--- begin Data excerpts ---

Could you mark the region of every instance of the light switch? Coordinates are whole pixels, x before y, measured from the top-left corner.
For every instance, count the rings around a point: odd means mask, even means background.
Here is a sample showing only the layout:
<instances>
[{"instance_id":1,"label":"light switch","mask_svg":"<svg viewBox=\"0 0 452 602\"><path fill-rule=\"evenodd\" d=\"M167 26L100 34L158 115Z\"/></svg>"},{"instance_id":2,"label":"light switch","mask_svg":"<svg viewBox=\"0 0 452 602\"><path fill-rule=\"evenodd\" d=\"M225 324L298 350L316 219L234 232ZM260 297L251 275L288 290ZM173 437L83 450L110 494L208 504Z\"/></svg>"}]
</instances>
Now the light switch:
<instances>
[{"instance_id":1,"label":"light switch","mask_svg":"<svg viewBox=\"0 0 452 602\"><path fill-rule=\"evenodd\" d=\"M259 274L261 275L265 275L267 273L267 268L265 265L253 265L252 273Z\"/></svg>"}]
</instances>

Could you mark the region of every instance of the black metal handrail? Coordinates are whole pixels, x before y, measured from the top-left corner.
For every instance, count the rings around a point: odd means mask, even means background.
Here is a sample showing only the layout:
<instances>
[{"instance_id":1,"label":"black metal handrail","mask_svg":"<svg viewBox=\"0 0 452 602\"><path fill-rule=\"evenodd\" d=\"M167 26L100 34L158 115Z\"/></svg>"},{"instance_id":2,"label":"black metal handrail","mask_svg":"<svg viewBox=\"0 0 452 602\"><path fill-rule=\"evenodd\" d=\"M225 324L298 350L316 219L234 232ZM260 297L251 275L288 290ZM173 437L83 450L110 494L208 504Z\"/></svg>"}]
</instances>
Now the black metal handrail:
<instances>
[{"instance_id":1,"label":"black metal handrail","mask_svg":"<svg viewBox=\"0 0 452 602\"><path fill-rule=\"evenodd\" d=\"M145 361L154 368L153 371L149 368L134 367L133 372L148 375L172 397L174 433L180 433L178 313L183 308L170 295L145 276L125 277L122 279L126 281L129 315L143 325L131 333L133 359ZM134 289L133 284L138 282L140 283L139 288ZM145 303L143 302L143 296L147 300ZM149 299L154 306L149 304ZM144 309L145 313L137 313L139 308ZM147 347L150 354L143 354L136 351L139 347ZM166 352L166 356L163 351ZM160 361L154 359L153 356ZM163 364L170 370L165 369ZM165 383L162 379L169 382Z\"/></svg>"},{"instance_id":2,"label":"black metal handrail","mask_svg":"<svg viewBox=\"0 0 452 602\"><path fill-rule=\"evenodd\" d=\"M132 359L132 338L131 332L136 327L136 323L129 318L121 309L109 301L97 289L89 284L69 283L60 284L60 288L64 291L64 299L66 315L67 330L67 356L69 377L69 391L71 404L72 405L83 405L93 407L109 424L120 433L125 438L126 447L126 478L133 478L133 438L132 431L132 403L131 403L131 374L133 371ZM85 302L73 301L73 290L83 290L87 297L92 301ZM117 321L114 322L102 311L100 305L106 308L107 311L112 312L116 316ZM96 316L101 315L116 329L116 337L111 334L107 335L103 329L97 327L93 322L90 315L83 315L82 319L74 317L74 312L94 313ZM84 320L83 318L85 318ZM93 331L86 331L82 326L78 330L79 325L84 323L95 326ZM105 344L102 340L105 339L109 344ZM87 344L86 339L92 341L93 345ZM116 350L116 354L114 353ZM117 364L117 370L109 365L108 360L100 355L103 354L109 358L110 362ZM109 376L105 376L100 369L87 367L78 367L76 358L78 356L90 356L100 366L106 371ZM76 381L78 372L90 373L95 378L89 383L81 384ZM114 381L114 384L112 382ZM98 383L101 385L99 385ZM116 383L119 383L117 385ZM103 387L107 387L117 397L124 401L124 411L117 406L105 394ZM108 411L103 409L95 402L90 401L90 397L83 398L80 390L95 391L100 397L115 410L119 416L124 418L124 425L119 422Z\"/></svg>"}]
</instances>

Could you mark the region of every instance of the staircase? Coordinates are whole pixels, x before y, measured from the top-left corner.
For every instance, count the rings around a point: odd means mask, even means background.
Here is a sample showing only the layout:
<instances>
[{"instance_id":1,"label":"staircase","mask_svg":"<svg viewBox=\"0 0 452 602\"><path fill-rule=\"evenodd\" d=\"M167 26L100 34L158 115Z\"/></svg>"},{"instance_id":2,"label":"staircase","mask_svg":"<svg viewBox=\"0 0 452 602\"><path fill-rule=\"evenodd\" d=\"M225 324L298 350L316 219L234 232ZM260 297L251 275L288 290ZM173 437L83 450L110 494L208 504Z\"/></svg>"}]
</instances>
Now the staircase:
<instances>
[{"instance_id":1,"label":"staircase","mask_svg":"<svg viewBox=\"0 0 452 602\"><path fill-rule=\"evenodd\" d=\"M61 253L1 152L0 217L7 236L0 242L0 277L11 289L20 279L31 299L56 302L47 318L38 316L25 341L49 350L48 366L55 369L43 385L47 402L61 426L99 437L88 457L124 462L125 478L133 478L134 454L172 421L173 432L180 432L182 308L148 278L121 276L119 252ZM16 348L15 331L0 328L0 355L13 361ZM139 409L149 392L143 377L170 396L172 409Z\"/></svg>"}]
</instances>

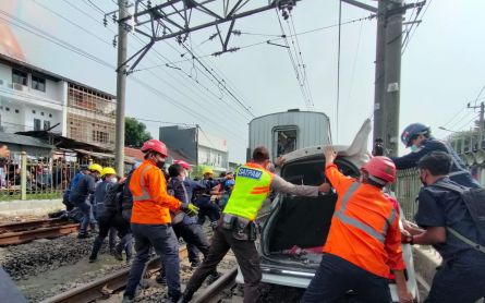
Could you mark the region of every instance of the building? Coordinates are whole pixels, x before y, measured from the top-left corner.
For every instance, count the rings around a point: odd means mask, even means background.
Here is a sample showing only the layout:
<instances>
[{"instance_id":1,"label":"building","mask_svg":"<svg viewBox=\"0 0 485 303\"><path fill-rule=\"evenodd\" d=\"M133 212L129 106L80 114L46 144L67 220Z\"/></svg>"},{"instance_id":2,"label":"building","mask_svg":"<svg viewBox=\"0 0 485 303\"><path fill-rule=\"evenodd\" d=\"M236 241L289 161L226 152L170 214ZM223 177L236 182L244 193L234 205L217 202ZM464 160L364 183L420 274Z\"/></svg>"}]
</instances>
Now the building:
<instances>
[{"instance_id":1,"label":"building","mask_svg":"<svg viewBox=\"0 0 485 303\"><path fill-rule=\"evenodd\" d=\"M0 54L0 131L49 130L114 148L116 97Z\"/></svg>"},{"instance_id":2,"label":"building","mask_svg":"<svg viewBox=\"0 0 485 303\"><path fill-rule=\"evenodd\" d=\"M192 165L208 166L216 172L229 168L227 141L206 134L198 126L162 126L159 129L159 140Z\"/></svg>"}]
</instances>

--- end Data excerpts ---
--- begin Data excerpts ---

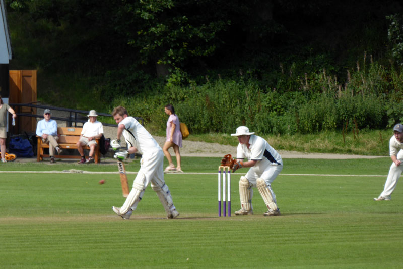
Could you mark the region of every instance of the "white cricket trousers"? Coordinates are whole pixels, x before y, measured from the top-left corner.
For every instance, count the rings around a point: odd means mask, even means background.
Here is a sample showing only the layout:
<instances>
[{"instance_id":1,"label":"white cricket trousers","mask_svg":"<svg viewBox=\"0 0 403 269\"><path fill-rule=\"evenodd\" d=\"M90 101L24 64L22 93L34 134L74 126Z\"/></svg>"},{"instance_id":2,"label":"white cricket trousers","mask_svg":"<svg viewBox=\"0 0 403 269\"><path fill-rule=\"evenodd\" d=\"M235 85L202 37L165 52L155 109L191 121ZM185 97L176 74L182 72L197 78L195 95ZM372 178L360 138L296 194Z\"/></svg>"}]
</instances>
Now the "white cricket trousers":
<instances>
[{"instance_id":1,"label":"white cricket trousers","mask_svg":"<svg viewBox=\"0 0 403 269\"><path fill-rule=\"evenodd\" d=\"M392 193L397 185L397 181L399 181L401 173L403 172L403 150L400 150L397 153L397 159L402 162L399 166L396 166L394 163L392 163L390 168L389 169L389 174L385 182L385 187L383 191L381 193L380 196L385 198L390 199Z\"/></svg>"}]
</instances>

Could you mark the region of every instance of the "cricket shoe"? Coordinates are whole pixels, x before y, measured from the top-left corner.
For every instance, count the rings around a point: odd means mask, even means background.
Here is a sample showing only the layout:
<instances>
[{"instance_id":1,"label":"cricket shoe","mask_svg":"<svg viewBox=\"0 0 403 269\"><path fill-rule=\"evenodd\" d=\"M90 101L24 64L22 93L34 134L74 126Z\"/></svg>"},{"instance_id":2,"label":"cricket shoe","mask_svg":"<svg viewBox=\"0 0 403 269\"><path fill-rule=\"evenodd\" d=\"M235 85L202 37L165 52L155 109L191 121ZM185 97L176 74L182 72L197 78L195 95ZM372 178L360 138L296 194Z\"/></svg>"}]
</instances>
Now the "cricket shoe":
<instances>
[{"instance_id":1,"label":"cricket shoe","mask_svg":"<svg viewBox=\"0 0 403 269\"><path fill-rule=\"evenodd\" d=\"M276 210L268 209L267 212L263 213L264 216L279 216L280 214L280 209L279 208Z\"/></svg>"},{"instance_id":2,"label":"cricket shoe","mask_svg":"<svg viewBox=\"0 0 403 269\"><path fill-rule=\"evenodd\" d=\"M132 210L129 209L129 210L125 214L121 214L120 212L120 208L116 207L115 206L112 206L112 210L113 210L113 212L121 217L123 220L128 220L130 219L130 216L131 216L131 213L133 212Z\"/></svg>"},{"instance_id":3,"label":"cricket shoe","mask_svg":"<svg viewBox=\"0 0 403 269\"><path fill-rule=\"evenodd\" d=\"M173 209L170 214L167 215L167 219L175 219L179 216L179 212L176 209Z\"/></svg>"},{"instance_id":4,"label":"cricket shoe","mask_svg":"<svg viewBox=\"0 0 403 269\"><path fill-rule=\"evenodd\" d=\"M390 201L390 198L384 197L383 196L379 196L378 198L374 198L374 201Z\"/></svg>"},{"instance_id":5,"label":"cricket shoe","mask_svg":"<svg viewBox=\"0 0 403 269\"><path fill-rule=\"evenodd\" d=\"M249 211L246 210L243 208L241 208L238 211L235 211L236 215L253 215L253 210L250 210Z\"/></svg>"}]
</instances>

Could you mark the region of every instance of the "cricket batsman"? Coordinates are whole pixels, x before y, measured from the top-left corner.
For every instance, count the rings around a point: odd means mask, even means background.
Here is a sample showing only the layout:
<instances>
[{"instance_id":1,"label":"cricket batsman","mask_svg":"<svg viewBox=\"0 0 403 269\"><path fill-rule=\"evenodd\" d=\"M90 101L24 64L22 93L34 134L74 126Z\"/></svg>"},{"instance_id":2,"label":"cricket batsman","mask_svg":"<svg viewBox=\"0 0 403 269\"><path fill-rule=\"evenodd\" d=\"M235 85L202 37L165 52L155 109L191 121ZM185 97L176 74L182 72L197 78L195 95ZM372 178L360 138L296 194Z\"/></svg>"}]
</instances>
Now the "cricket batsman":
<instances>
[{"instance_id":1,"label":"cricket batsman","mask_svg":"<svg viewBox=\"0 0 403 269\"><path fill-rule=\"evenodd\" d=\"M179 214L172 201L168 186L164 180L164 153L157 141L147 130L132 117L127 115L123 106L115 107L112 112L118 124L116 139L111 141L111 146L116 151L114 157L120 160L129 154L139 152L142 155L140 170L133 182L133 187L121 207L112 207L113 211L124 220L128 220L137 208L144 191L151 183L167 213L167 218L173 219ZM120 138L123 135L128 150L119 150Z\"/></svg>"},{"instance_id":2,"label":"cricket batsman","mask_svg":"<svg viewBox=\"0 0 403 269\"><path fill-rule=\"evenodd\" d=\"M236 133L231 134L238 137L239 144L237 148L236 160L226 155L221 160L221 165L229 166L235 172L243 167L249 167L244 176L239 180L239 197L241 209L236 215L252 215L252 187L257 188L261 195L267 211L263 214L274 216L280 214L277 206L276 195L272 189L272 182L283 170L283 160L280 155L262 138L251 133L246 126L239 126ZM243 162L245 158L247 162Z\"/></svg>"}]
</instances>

--- end Data excerpts ---
--- begin Data excerpts ---

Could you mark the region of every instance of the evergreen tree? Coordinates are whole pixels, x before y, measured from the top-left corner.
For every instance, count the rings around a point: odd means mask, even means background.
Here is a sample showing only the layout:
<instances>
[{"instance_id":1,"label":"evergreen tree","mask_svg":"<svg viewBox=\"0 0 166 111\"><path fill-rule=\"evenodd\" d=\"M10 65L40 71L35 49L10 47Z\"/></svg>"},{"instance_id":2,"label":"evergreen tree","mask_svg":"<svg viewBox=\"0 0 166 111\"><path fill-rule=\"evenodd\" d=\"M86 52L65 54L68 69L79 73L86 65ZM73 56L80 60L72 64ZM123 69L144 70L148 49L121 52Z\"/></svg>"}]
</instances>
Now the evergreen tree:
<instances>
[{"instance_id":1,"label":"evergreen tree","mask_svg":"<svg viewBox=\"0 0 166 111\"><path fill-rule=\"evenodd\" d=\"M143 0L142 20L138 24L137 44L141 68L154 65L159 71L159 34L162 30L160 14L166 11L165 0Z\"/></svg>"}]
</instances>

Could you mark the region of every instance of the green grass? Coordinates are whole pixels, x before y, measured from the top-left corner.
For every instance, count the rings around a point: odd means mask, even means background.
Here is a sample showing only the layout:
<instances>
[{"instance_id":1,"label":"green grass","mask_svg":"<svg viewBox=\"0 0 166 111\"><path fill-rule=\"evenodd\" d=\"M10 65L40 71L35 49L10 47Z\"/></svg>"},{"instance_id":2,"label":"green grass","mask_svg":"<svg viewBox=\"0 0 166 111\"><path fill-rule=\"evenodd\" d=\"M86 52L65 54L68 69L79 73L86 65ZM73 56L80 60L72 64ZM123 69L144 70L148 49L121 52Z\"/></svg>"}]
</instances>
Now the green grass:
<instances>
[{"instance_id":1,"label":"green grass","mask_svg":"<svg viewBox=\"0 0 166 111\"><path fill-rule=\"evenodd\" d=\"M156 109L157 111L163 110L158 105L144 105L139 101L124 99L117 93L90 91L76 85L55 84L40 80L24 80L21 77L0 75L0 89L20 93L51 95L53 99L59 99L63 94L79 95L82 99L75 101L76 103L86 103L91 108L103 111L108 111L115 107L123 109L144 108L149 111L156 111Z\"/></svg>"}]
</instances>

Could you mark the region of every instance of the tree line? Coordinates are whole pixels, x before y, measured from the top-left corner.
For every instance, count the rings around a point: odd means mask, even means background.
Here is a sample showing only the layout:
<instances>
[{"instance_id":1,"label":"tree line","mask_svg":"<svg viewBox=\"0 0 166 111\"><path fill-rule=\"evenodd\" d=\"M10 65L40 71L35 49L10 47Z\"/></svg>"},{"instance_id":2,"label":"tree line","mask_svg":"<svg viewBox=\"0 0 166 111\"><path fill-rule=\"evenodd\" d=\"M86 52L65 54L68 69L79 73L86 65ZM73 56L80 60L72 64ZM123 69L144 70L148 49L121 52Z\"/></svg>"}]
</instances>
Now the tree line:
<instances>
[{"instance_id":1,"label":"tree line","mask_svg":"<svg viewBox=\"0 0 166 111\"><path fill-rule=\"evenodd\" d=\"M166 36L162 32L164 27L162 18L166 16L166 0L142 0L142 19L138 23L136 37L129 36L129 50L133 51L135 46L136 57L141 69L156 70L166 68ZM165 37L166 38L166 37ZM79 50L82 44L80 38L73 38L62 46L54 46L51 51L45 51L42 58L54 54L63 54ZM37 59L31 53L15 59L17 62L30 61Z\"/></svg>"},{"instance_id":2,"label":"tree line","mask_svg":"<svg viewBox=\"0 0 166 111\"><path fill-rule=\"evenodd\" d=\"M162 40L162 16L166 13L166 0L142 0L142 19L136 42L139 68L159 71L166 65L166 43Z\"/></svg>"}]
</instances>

--- end Data excerpts ---

● **What to produce**
Tally the lines in the records above that contain the string "white". Case counts, so reply with that number alone.

● **Solved exercise**
4